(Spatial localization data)
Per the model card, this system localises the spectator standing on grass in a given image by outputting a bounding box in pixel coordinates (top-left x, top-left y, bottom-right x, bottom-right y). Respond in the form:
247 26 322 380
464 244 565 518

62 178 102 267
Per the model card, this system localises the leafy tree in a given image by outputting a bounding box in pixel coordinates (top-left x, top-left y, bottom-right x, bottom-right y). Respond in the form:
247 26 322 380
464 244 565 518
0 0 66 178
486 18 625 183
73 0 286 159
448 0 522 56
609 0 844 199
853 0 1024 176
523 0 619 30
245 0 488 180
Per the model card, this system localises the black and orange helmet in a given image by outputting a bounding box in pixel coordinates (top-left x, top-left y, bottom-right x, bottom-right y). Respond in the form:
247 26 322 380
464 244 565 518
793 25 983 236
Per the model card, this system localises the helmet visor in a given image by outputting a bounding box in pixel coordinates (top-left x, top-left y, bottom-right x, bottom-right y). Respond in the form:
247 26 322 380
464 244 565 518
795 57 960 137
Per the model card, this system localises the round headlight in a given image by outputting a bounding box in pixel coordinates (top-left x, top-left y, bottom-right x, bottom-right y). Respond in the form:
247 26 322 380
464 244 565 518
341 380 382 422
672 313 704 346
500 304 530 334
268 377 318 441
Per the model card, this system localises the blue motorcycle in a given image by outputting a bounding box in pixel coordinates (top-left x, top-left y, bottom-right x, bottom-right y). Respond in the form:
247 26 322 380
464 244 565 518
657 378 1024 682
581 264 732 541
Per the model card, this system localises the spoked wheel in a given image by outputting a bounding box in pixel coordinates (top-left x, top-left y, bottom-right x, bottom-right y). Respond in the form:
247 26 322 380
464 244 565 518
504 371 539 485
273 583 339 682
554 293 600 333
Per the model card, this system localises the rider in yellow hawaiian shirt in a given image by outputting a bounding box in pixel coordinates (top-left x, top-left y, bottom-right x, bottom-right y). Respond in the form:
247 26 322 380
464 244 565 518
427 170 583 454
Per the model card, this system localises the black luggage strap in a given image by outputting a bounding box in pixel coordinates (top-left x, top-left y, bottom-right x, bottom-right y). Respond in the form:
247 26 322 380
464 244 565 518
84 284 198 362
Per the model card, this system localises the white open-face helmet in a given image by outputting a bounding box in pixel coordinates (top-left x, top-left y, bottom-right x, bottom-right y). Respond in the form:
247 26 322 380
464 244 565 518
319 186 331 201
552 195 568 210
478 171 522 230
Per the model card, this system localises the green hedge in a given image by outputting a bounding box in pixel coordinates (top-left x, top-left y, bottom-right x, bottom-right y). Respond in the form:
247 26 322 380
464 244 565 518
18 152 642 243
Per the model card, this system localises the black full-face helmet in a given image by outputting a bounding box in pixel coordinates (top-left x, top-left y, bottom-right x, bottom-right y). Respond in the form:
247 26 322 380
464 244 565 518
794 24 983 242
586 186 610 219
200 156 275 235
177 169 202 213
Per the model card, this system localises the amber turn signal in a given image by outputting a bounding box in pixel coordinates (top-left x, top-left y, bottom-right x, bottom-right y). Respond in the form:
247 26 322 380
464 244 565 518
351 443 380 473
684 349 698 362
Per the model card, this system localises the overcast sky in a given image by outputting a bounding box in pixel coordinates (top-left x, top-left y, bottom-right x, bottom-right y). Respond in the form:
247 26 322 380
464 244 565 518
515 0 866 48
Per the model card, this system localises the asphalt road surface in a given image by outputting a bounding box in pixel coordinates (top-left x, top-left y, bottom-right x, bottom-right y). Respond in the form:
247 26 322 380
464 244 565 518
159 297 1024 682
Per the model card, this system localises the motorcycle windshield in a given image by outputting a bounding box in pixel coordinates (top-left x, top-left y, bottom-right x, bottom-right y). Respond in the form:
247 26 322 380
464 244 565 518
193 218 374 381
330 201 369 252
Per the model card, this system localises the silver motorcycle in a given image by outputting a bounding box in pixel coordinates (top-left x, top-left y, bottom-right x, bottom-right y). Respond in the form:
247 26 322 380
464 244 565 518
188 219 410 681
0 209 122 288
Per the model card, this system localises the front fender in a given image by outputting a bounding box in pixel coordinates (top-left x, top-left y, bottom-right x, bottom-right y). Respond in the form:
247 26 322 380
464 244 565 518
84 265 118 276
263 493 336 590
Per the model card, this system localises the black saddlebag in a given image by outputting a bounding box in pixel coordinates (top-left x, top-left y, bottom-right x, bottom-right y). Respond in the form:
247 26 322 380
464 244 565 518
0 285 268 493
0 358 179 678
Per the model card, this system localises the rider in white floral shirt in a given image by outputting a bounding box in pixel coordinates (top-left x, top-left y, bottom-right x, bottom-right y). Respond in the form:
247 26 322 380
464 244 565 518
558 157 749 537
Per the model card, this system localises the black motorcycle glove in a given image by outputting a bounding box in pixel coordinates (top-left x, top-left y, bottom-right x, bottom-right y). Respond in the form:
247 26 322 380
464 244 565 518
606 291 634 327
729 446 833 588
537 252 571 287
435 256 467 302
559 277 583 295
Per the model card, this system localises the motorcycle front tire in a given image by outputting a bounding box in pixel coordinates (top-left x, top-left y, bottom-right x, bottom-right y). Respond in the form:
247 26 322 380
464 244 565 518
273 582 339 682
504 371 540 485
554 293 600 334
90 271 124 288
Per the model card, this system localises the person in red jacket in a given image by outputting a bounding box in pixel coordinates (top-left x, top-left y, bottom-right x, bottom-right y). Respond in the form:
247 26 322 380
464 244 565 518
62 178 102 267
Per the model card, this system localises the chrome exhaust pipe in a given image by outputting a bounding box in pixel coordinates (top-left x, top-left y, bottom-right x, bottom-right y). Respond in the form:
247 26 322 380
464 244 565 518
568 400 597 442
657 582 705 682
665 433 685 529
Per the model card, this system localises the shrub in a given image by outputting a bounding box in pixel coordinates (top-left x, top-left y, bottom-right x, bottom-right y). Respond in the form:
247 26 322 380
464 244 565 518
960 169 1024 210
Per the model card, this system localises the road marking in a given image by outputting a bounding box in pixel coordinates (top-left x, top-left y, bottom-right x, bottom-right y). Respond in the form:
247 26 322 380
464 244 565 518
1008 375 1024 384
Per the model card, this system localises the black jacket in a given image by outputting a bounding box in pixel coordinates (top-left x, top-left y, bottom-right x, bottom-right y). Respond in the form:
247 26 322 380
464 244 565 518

- TASK REQUIREMENTS
Nothing but an exact reproduction of the entries is wanted.

- RESPONSE TO THIS EXERCISE
Per the model card, this system localises the spectator standing on grass in a given image by outputting a bounding box in pixel coordinates (top-left x, top-left y, bottom-right x, bottom-right y). Respond in the form:
247 26 322 380
464 244 565 518

62 178 102 267
Per the model card, this system localises the leafy tree in a given image by outputting a bounding box in pixel coordinates (top-left x, top-left y, bottom-right x, bottom-right y). Respond in the form:
247 26 322 380
464 244 565 518
0 0 66 178
486 18 625 183
73 0 286 159
448 0 522 56
609 0 844 199
853 0 1024 176
523 0 619 30
245 0 488 180
Per the model card, this system localises the black and orange helmet in a given image by outputting a bounding box in pixel coordinates (top-left x, top-left y, bottom-right x, bottom-right y). Respond in the form:
247 26 322 380
464 244 565 518
793 25 983 236
Per the model card, this system localises the helmet visor in a given image by outputting a bounding box in pixel coordinates (top-left x, top-left y, bottom-right x, bottom-right y). Respond in the form:
247 26 322 380
464 244 565 518
795 57 960 137
Per the model card, this system localises the round headlight in a given image by outputting a bounding box in pixel coordinates (top-left x, top-left y, bottom-right x, bottom-right y). Respond in the form:
247 26 322 380
464 244 565 518
341 380 382 422
672 313 704 346
500 304 530 334
268 377 318 441
Per the model card, this system localises the blue motorcycle in a given image by outputting a bounding box in pixel coordinates (top-left x, top-left y, bottom-right x, bottom-right y). Respond in the form:
247 26 322 380
464 244 565 518
657 378 1024 682
581 264 732 541
Per the model card, this system localises the spoked wheel in a given image by outputting a bounding box in pixel coordinates (top-left x, top-left y, bottom-right x, bottom-right y). Respond in the form:
247 26 322 380
464 244 565 518
504 371 539 485
273 583 339 682
554 293 600 333
Per the model card, this system localises the rider in yellow hawaiian shirt in a given image by outputting a bounding box in pixel coordinates (top-left x, top-left y, bottom-right x, bottom-right y). Respond in the form:
247 26 322 380
464 244 565 518
427 170 583 454
Per the model card, this system localises the black luggage strap in a given image by outputting a bounding box in pixel coordinates (top-left x, top-left y, bottom-right x, bottom-right y). Respond in the form:
247 26 322 380
464 244 565 518
84 284 198 362
Per the model card, this system localises the white open-face helmet in a given image by outputting a bounding box in pixel coordinates (top-left x, top-left y, bottom-right x, bottom-right y). Respond in the form:
247 26 322 380
464 244 565 518
319 186 331 201
552 195 568 210
478 171 522 230
Per the model card, this system localises the green hedge in a given image by outputting a bounding box in pixel coordinates (top-left x, top-left y, bottom-right x, bottom-right y). Respond in the form:
247 26 322 380
464 244 565 518
18 152 642 243
Per the model card, this system localises the black full-face helmet in a given image by outputting a bounding box in pixel coordinates (top-left x, top-left y, bottom-right x, bottom-right y). Respond in the form:
247 26 322 380
464 244 565 518
794 24 983 242
586 186 610 219
200 156 275 235
177 169 202 213
Per the model card, this system localises the amber turn signal in a given image by outputting a bounding box in pixel coordinates (top-left x, top-left y, bottom-right x, bottom-right y). Respond in the form:
247 26 322 380
464 244 565 518
351 443 380 473
684 349 698 362
Per the model card, this system localises the overcast sky in a given image by outputting a bounding box in pixel coordinates (top-left x, top-left y, bottom-right x, bottom-right y). Respond in the form:
247 26 322 380
464 244 565 518
515 0 866 48
Per the model card, this system localises the asphalt road surface in a given image by outputting a bounding box in pixel coordinates (top-left x, top-left y, bottom-right x, bottom-right y). Respond in the form:
247 26 322 380
464 244 565 518
159 297 1024 682
Per the model card, this system localises the motorcycle windshield in a given image by outputting a bounding box in pixel coordinates (top-left x, top-left y, bottom-right x, bottom-right y). Respond in the form:
247 26 322 380
464 244 565 518
193 218 374 381
330 201 369 252
Per the model card, this system localises the silver motorcycle in a given image by outputting a bounding box in pixel coordinates (top-left x, top-left y, bottom-right x, bottom-right y). Respond in the form:
247 26 322 380
464 244 565 518
188 219 410 681
0 209 122 288
Per the model card, this system localises the front fender in a given image by outputting a bounding box in pixel coordinates (top-left x, top-left y, bottom-right x, bottom-right y). Respond in the form:
247 26 322 380
464 244 565 518
84 265 118 276
263 493 336 590
Per the model card, this system localises the black saddlebag in a given image by outputting a bounding box in pixel coordinates (top-left x, top-left y, bottom-right x, bottom-right y). Respond in the form:
247 26 322 380
464 244 565 518
0 285 268 493
0 358 179 678
Per the model card, this system localises the rider in white floral shirt in a given image by outputting a bounding box in pixel coordinates (top-left x, top-left y, bottom-right x, bottom-right y). Respond in the form:
247 26 322 380
464 244 565 518
558 157 749 537
Per the model card, this system localises the black motorcycle glove in a given image by outputting a bounding box in pixel coordinates (top-left x, top-left y, bottom-right x, bottom-right y). Respond in the form:
247 26 322 380
464 244 565 518
606 291 634 327
729 446 833 588
537 252 571 287
435 256 467 302
559 277 583 295
Per the model card, this system localises the motorcycle front tire in a given image by outputting a bounding box in pixel coordinates (top-left x, top-left y, bottom-right x, bottom-right y). Respond in the form:
247 26 322 380
464 244 565 518
273 582 339 682
504 371 540 485
554 293 600 334
90 271 124 288
Per the model card, this system localises the person in red jacket in a given image by outputting a bounding box in pixel coordinates (top-left x, top-left y, bottom-right x, bottom-right y). Respond in the form:
247 26 322 380
464 244 565 518
62 178 102 267
Per the model card, this system localises the chrome exhaust pipe in a given image by outputting a bounding box in pixel coordinates (top-left x, top-left y, bottom-right x, bottom-right y). Respond in the form:
247 26 322 380
464 244 565 518
568 400 597 442
657 582 705 682
665 433 685 529
Per the model card, this system localises the shrub in a given image by outputting a bounding box in pixel coordinates (top-left x, top-left y, bottom-right x, bottom-right y). Respond in the form:
247 26 322 380
464 244 565 518
960 169 1024 210
Per the model card, this system localises the road marking in a given image by outputting a bounding box in pixel coordinates (top-left x, top-left y, bottom-right x, bottom-right y). Respond in the form:
247 26 322 380
464 244 565 518
1008 375 1024 384
Per the model card, this system localises the black jacket in a given image by outputting a bounding box in pixel coordinates (top-left x, top-left y, bottom-right x, bottom-right y). Respond in the form:
247 26 322 380
464 244 565 518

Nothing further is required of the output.